*WRITTEN EXERCISE:* Number each line of the listing as a list, starting with the line containing "Please annotate the sliding" and continuing through the last line of the listing. Include both of those lines and leave out any blank lines.

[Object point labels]
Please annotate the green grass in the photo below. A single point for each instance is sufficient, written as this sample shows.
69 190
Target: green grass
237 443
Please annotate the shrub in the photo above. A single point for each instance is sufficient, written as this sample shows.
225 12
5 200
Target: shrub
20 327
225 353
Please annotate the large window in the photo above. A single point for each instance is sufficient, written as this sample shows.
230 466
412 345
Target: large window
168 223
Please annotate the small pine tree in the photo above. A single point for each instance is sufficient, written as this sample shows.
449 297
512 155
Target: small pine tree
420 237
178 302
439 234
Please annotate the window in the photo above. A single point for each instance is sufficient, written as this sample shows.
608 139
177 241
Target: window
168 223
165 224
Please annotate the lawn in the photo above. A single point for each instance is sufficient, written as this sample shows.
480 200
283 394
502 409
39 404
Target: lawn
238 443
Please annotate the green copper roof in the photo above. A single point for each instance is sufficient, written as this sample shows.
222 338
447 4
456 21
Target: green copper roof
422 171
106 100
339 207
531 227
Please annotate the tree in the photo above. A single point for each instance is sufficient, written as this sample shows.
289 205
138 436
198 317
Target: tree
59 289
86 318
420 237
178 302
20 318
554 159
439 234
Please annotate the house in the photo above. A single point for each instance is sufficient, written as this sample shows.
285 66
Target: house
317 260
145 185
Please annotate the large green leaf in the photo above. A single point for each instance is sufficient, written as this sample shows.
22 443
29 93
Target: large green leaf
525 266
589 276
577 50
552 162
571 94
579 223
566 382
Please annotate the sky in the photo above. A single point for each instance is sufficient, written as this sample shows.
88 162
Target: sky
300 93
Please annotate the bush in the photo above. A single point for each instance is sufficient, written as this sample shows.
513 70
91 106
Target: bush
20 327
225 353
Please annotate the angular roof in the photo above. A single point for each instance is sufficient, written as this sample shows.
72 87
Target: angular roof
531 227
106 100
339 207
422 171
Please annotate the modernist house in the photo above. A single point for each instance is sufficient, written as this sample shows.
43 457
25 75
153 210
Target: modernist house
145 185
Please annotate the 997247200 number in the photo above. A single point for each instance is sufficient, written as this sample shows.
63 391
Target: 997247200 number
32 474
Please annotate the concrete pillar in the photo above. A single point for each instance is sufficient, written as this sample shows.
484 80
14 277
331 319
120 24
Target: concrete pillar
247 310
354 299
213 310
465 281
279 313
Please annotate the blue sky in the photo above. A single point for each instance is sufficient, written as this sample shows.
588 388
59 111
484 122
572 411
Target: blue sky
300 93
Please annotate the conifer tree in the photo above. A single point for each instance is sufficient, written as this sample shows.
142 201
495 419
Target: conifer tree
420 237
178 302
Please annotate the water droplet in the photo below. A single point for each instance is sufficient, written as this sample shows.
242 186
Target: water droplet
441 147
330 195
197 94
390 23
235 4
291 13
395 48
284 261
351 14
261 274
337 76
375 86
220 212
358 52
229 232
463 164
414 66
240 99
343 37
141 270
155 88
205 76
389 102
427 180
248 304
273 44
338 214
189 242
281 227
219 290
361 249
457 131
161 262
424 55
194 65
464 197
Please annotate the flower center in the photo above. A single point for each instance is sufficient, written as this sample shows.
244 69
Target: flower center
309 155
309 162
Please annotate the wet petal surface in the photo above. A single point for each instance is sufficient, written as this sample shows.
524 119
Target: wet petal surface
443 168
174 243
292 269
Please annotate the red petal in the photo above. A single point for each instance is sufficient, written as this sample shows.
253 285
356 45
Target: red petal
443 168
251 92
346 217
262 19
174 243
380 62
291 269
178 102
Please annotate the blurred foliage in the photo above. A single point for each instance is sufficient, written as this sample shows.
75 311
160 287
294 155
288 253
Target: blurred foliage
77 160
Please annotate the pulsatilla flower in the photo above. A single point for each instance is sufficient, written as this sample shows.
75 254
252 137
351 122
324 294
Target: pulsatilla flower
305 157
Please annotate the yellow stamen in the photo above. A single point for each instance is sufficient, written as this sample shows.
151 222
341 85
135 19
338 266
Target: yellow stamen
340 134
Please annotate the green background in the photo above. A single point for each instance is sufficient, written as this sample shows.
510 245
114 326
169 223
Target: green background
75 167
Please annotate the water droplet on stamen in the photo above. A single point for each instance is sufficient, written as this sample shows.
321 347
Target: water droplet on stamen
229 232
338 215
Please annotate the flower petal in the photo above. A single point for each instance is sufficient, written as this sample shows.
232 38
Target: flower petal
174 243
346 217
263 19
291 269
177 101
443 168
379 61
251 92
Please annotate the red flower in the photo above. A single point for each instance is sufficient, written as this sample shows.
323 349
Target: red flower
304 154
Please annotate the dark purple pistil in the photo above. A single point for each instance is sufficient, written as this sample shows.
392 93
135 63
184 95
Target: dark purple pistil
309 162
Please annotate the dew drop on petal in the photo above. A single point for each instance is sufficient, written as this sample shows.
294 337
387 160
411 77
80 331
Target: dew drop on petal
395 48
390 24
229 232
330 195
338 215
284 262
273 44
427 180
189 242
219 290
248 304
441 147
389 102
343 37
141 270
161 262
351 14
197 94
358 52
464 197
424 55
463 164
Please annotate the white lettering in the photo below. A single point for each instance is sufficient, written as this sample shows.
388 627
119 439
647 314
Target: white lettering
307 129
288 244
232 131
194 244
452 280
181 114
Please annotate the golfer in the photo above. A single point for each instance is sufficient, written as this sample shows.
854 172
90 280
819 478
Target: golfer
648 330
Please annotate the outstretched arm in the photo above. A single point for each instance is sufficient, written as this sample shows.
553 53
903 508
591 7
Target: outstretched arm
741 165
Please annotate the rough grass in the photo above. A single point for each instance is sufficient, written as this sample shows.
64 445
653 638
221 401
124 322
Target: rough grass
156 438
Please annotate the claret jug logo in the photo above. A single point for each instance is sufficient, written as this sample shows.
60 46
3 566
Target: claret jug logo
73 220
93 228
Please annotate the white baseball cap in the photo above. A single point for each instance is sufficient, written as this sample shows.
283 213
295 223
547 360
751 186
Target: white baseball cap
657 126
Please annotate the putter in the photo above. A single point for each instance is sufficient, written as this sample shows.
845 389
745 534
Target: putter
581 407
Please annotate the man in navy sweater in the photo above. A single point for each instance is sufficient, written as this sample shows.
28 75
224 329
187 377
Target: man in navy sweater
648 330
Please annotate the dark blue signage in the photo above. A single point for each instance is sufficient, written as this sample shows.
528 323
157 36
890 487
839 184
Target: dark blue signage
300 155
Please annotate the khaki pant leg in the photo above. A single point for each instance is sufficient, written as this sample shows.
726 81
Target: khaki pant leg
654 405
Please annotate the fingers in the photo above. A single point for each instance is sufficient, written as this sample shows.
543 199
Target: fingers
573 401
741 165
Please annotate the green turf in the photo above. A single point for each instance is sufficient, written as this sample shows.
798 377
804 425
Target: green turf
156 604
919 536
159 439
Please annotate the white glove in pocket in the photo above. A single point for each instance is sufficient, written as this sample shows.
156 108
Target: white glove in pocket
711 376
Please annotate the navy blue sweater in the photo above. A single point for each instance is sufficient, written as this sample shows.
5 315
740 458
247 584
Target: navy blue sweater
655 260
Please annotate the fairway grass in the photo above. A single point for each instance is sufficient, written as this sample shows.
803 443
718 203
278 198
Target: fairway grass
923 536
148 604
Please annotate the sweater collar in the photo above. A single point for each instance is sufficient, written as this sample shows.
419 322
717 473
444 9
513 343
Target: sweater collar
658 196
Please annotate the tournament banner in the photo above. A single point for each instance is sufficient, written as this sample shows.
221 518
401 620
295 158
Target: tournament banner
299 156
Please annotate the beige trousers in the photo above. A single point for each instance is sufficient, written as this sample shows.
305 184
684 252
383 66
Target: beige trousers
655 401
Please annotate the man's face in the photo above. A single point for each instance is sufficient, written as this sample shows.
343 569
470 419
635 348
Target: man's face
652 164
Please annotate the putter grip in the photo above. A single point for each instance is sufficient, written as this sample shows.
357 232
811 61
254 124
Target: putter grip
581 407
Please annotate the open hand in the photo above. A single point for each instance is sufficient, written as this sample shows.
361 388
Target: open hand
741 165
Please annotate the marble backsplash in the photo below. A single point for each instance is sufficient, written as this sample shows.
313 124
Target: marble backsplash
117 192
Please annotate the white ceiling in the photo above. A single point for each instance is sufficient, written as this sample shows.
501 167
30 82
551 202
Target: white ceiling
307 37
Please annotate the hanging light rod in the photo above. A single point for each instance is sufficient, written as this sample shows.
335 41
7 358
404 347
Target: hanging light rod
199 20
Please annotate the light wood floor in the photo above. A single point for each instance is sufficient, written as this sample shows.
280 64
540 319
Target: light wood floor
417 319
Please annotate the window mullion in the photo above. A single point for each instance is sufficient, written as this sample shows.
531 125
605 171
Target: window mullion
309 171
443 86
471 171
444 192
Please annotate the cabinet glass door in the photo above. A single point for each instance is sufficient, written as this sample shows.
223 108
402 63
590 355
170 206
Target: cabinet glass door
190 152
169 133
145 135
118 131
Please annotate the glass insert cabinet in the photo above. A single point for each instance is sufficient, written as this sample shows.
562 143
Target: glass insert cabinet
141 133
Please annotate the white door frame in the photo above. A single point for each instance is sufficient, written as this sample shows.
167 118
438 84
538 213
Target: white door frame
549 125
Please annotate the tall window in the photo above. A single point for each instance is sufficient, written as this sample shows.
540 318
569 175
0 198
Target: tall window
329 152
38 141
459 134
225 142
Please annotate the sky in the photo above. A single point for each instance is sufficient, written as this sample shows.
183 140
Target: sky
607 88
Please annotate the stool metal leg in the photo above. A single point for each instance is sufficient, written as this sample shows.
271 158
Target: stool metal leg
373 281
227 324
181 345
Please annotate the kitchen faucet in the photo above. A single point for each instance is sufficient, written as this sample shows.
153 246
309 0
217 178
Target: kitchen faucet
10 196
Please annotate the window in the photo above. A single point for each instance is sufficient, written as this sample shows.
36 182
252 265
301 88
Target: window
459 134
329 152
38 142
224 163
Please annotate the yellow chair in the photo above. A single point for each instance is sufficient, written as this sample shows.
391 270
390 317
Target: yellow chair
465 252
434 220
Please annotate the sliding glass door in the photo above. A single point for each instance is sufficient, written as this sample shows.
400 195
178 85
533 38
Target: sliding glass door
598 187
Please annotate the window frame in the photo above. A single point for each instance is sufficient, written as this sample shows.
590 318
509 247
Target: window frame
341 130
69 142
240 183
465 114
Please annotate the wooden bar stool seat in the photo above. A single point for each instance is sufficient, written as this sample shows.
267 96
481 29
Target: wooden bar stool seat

*TASK OUTPUT:*
1. Please annotate the sliding glass door in the photo above. A single point for each instance is sufficient, written as this sample shows.
2. 400 195
3. 178 85
4. 533 38
5. Target: sliding glass door
6. 598 187
7. Please annotate the window frame in the photo above. A single point for each instance is sufficient, written as this sample shows.
8. 590 318
9. 509 247
10. Target: window frame
11. 341 130
12. 69 142
13. 240 183
14. 465 114
15. Please annotate the wooden bar stool seat in the photo above. A single point for each instance is sufficient, written as this sample shows.
16. 267 96
17. 481 29
18. Target: wooden bar stool seat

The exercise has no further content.